> [Required action 1]:
Decide whether each statement below agrees with the vaping article, answering yes or no for each and quoting the words of the article that settle it. (a) The US Food and Drug Administration said it would allow Philip Morris to sell its IQOS system in the US. (b) Greg Hunt agrees with the US approach. (c) Vaping products containing nicotine can be imported into Australia without any approval.
> [Required action 2]:
Retype the stretch of the vaping article from "But Australian Health" through "people in the US.", word for word.

> [Text segment]:
# # # # # # #

Australia Still Won't Authorise Vaping, With Both Sides Opposing It
Australia appears unlikely to follow in the footsteps of the United States in authorising the sale of nicotine vaping products, with both sides of politics standing firm against the idea.
The United States Food and Drug Administration on Tuesday said it would permit cigarette company Philip Morris to sell its IQOS tobacco heating system in the US.
The agency said the step was appropriate for the protection of public health, because it produces fewer or lower levels of some toxins than combustible cigarettes.
But Australian Health Minister Greg Hunt says he doesn't agree with the approach, noting some US authorities have spoken of an "epidemic" of vaping amongst young people in the US.
Currently there is no approval for any Australian retailer to sell vaping products containing nicotine, and import is illegal unless approved by the Therapeutic Goods Administration as part of a smoking cessation program.

# # # # # # #

Referring expression data
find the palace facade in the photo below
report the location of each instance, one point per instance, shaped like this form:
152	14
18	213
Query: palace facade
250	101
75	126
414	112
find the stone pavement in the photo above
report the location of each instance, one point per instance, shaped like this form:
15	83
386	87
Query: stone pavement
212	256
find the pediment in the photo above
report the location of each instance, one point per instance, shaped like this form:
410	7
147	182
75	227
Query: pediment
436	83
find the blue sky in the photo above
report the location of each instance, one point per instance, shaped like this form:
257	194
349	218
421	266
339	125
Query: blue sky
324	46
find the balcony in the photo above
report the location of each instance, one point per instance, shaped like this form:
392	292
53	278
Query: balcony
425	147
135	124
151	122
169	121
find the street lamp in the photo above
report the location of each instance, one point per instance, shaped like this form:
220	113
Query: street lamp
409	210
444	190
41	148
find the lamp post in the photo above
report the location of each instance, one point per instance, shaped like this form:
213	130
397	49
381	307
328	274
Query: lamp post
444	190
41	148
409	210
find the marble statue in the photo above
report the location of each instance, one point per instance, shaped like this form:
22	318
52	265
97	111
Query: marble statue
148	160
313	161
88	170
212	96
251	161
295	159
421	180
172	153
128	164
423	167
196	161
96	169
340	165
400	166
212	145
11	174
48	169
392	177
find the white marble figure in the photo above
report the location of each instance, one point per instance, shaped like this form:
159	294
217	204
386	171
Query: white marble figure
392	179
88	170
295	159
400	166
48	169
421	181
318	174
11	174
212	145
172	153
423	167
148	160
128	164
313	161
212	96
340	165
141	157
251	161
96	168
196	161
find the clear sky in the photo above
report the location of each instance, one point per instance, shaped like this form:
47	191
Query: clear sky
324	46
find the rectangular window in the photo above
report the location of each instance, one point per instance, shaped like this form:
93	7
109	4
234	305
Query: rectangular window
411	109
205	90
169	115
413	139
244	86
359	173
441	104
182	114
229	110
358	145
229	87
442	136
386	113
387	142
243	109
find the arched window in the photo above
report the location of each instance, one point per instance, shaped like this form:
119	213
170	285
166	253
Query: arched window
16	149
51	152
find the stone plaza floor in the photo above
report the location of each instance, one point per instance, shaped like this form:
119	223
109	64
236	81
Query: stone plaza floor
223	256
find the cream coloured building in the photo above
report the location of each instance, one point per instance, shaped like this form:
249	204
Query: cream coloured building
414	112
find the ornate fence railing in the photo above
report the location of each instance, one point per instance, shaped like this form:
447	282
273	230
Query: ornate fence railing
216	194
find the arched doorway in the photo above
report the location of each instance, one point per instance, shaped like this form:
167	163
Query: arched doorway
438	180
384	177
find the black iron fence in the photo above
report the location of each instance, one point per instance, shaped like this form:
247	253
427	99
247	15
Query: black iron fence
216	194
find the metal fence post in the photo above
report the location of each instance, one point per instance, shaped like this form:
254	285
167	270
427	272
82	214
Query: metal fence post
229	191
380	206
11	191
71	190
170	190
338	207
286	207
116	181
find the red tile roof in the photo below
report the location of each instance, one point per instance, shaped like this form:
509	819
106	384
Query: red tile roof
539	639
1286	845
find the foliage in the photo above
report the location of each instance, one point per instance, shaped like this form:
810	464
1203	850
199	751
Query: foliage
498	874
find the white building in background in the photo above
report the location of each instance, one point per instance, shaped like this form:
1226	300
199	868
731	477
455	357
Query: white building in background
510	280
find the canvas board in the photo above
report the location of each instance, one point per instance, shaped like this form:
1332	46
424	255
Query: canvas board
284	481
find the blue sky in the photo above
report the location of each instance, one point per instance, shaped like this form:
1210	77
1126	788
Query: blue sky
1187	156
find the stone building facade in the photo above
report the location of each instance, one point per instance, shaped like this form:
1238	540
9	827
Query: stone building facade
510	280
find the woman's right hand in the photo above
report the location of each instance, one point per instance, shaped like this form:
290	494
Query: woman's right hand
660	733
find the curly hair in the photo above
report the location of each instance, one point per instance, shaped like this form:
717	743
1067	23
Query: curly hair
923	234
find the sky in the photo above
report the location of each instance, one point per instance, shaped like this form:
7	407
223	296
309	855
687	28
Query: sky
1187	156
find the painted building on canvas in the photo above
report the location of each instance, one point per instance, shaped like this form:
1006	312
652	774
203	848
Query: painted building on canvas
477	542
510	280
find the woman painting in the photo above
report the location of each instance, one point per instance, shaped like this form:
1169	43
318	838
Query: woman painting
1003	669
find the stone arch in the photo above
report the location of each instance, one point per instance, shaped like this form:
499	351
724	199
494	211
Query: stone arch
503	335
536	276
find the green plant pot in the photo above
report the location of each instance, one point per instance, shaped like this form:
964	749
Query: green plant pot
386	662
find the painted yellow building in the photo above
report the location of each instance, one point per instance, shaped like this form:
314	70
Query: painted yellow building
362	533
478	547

# # # # # # #

> [Solution 1]:
(a) Yes: "said it would permit cigarette company Philip Morris to sell its IQOS tobacco heating system in the US"
(b) No: "he doesn't agree with the approach"
(c) No: "import is illegal unless approved by the Therapeutic Goods Administration as part of a smoking cessation program"

> [Solution 2]:
But Australian Health Minister Greg Hunt says he doesn't agree with the approach, noting some US authorities have spoken of an "epidemic" of vaping amongst young people in the US.